▸ Working data:

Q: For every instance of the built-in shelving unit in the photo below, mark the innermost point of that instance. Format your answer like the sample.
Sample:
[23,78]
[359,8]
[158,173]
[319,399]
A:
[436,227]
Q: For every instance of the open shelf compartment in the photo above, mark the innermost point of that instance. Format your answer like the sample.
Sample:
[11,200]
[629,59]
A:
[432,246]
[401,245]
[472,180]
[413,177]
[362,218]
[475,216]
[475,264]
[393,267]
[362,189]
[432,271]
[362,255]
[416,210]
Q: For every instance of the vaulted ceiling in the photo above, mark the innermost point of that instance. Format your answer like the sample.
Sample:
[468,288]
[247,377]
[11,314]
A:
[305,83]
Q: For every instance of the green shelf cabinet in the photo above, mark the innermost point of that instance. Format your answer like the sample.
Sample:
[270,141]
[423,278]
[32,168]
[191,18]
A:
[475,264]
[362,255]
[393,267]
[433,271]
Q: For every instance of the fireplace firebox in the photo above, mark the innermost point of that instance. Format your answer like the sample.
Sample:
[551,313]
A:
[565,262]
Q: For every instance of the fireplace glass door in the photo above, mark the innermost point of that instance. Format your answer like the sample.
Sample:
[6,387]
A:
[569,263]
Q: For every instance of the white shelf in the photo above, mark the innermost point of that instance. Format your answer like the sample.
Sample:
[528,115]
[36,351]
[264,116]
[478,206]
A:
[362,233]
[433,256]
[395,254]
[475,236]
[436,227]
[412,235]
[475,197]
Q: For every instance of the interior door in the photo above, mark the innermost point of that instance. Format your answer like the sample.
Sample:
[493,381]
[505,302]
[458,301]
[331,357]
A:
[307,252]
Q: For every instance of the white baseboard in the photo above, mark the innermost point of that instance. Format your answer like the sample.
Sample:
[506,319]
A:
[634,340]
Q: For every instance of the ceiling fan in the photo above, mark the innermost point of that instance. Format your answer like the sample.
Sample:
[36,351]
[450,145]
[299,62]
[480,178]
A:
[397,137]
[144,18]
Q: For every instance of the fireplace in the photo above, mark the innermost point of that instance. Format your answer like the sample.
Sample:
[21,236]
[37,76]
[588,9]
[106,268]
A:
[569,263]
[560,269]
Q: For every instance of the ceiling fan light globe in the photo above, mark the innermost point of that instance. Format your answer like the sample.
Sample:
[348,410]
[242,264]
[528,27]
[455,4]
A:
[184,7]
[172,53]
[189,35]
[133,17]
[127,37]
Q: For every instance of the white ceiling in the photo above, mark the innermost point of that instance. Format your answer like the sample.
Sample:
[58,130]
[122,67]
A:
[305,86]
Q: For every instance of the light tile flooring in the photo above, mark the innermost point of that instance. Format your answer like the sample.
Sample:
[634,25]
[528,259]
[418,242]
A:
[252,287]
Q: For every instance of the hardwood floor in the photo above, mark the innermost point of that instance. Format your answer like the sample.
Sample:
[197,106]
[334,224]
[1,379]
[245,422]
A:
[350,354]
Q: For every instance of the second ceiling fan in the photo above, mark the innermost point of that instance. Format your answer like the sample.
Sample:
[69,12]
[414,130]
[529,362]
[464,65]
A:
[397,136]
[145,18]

▸ Your task: Copy out every item above line for line, keeping each one unchanged.

▸ Solution below:
Q: For every instance of the built-in shelving unit in the photo below, mark the innermost point of that instance. Format your answer like the sample.
Sample:
[23,78]
[359,8]
[158,173]
[319,399]
A:
[436,227]
Q: For every instance of the open shelf compartment in the photo above, mark the innermost point of that instance. Format your answer like the sample.
Sample:
[11,200]
[629,59]
A:
[432,246]
[401,245]
[472,180]
[413,177]
[362,218]
[475,216]
[475,264]
[393,267]
[362,189]
[432,271]
[362,255]
[416,210]
Q: For every instance of the vaulted ceiling in the photo above, mark the innermost point of that instance. Format your answer like the sample.
Sample:
[468,288]
[247,377]
[11,314]
A:
[305,83]
Q: For every instance of the green shelf cabinet in the photo above, mark the innermost point of that instance. Format your answer like the sample.
Sample:
[270,141]
[423,278]
[32,168]
[191,18]
A:
[475,264]
[362,255]
[393,267]
[433,271]
Q: For every instance of the fireplace firebox in the photo above, mark the innermost point of that instance. Format your answer like the sample.
Sample:
[551,313]
A:
[565,262]
Q: For every instance of the fireplace glass door in the photo above, mark the innermost point of that instance. Format your answer like the sample.
Sample:
[6,387]
A:
[569,263]
Q: For every instance of the white shelf in the photo above, mark the innermost point of that instance. Format your answer like the sample.
Sample:
[528,115]
[36,351]
[264,116]
[478,206]
A:
[362,233]
[433,256]
[395,254]
[475,236]
[436,227]
[412,235]
[475,197]
Q: For every instance of the interior door in the photo above, mark the innermost point of that instance. Format your answer like the sample.
Sample:
[493,381]
[505,302]
[458,301]
[331,357]
A:
[307,252]
Q: For every instance of the white baseboard in the photo above, mark the innermost point of that instance. Format your answer like the sample.
Sample:
[506,319]
A:
[634,340]
Q: For every instance of the ceiling fan in the photo above, mark the innermost point of that instance. Format your answer like the sample.
Sample:
[36,351]
[450,145]
[299,62]
[480,178]
A:
[397,137]
[144,18]
Q: For every instance of the fireplace in the photo above, mark the innermost point of that instance. Format your answer like the sample.
Sample:
[21,236]
[37,76]
[588,9]
[106,268]
A:
[569,263]
[560,269]
Q: For every instance of the ceiling fan light globe in the photo above, mark the innermost point of that instance. Format your answer like the sample.
Sample:
[348,410]
[242,264]
[528,27]
[455,4]
A:
[184,7]
[172,53]
[189,35]
[133,17]
[127,37]
Q: For every instance of the white ceiling in the photo above, mark the innermost point of that instance. Format your answer like the sample.
Sample:
[58,130]
[122,67]
A:
[305,86]
Q: For every instance of the light tile flooring in the photo above, mark the innermost point of that instance. Format your answer like the sample.
Sample:
[634,25]
[528,259]
[418,242]
A:
[252,287]
Q: For every instance of the hardwood floor in the photo above, mark the innermost point of that instance. Format your answer like the sample.
Sample:
[197,106]
[334,224]
[1,379]
[245,422]
A:
[350,354]
Q: For every instance of the second ceiling fan in the photo above, mark the innermost point of that instance. Format your answer like the sample.
Sample:
[69,12]
[414,130]
[529,362]
[464,65]
A:
[397,136]
[145,18]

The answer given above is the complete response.